Required work
Will you transcribe all the entries word for word, skipping the pictures they hold?

Material shown

# # #

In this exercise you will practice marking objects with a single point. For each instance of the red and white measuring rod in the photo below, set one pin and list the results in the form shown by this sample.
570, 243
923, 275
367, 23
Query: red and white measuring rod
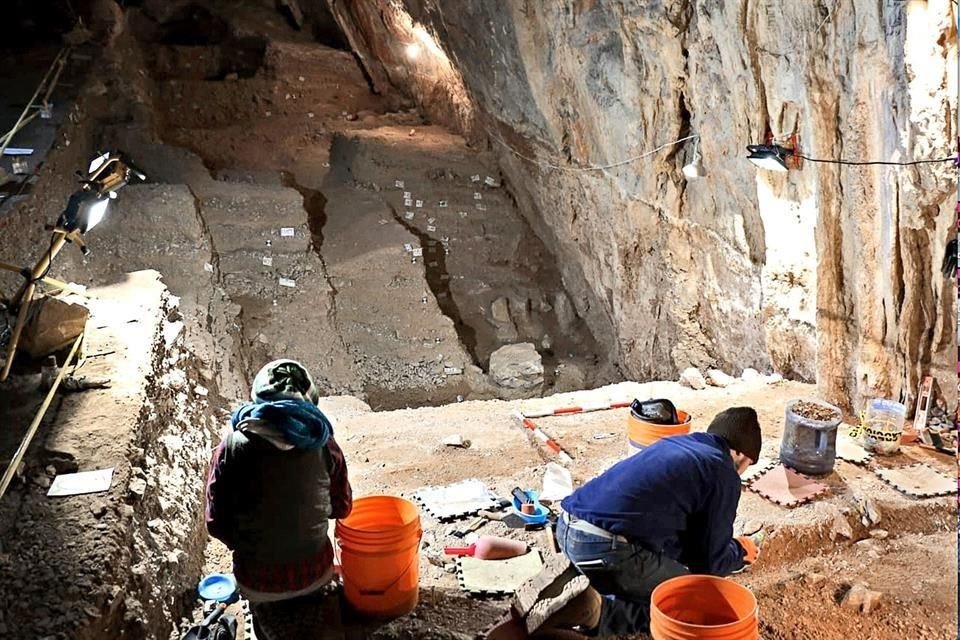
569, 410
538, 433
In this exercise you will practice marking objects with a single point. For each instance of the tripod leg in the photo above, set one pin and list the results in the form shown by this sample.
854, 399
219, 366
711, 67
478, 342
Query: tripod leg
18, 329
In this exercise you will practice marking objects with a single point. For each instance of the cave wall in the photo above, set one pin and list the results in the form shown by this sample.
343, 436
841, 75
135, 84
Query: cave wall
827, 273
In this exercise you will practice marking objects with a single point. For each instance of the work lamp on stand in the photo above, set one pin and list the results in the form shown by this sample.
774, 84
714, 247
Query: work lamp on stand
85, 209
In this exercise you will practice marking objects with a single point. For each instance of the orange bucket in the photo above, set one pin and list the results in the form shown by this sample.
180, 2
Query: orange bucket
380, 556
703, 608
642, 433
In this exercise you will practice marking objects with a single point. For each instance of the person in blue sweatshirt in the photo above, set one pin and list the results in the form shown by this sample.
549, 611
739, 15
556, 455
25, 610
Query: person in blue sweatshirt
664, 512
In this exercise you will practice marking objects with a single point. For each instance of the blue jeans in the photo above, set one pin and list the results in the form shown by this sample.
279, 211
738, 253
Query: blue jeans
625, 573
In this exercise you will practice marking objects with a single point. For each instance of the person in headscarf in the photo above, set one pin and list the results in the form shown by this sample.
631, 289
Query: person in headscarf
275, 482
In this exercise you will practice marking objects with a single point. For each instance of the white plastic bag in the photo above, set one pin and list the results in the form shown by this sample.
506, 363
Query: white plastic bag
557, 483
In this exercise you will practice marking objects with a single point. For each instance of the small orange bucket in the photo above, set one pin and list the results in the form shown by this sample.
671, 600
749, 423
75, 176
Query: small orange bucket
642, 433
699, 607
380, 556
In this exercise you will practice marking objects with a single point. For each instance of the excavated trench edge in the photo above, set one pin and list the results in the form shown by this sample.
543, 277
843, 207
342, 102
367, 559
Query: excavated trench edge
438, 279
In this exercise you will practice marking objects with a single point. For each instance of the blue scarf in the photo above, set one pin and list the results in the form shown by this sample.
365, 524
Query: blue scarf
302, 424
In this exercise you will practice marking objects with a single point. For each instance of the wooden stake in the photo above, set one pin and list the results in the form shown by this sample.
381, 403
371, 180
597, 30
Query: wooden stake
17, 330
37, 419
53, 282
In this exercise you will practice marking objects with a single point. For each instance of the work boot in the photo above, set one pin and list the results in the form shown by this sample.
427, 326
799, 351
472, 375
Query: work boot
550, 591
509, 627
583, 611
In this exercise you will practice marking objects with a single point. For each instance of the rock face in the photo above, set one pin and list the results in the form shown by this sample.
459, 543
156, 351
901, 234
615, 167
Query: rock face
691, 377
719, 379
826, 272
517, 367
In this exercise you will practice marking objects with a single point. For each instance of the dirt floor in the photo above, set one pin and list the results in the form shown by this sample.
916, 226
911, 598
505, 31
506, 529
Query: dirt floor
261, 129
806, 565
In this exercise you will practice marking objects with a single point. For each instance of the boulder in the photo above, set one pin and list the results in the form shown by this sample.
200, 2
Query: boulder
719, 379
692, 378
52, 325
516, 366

# # #

Worked answer
In this exercise you will practice marking objects with a single point. For each instance of the red and white measuring rod in the photo below, set one pin and list the results in the form shown by this sample.
570, 243
923, 275
367, 23
Query: red and white measuring rod
569, 410
538, 433
In this exercise you will practice marking objects with a single point. For each instance of the tripod leg in the photo above, set one pin and list the results in the form shown by this sample.
854, 399
219, 366
711, 67
478, 342
Query: tripod leg
18, 329
In this exercise you will practice marking objects with a single point. For each instance of the cave wall in the photo above, set one pin and list the results in the form shown by this sample.
343, 436
841, 75
135, 84
Query: cave wall
827, 273
In this exercise you will practice marking objects with a single point. For each instance of the work lamp on stand in the photo above, set one pin and list the results in the form shown by this sample.
774, 84
714, 247
Query: work lamp on stand
85, 209
In this exercise you will practice marking objects with a single point. For each instance of the orange bucket in the photo above, set one pin and list the results in the form shown by this sample.
180, 2
Query: orange bucket
380, 556
703, 608
642, 433
In this exercise you will practice marking objects with a single point. For each instance of the person in blue sweatshirt in the photo above, set one pin and list the results in the form shown by this sample.
549, 611
739, 15
556, 455
25, 610
Query: person in blue sweatshirt
664, 512
In this exercise you will practice marking objects with a single point. For each instance of the blue jeans in the photo above, set one pin and list the results in the form shown by this sample.
279, 211
738, 253
Query: blue jeans
625, 573
In this exercise you will practice marking objects with a single point. For each instance of the person in headscarf in the photo above, set one pin and list the results in the form shown by this sample.
631, 289
Query: person in headscarf
275, 482
In this exercise you will practice marking objects with a single point. For each instance of the white plastic bag in the photo above, set one pin and list the results in the form shown by this sample.
506, 363
Query: white plastic bag
557, 483
In this exercise you will practice marking objects with a single point. For each instance of the small orange bucket in the photo above, set one pin and list the results in the form shown by this sample.
671, 600
749, 423
75, 176
Query: small orange bucket
642, 433
699, 607
380, 556
In this exercise you will practice marking objects with a single point. For each instance of the excavated trench edge in the photo above, set one pin and list the results in the form shown by this sample.
543, 277
843, 207
342, 102
367, 559
Query: excavated trench edge
438, 279
In this exercise you will practice marking objects with a single point. For each instance of the blue scarf in the photo above, set one pin and list the results in the form shown by this sample.
365, 524
Query: blue scarf
302, 424
In this exercise you will practice marking objects with a single point. For each instance of the wooden stake in the photo above, set one pin and list the results in the form shown by this sample.
381, 403
371, 180
597, 30
Query: wooden stake
17, 330
37, 419
53, 282
In this exercise you will practice marking objects with a single point. For each instance of the work boot in the photo above, set one pin and list the results in the form shown by this sample.
427, 326
799, 351
472, 375
Query: work boot
550, 591
509, 627
583, 611
In this exercise you will practice marking objects with a single point. For each instance of the rock face in the photo above, set one pin and list the results in the form shown by this sample.
459, 543
156, 351
901, 234
615, 167
Query: rock face
691, 377
719, 379
826, 272
517, 367
In this exercise you will practice marking objects with a single point. For each instance of the dirt floor in the photo above, set one pin and list the results in the form shown by this sample.
916, 226
911, 598
505, 31
506, 529
Query: dirt floor
261, 129
806, 565
In this exercise you will practice marking objects with a single point. For each instance of the boulder in the photo above, set one pin and list the results in the form shown by this sample.
200, 2
Query: boulder
719, 379
692, 378
52, 325
516, 366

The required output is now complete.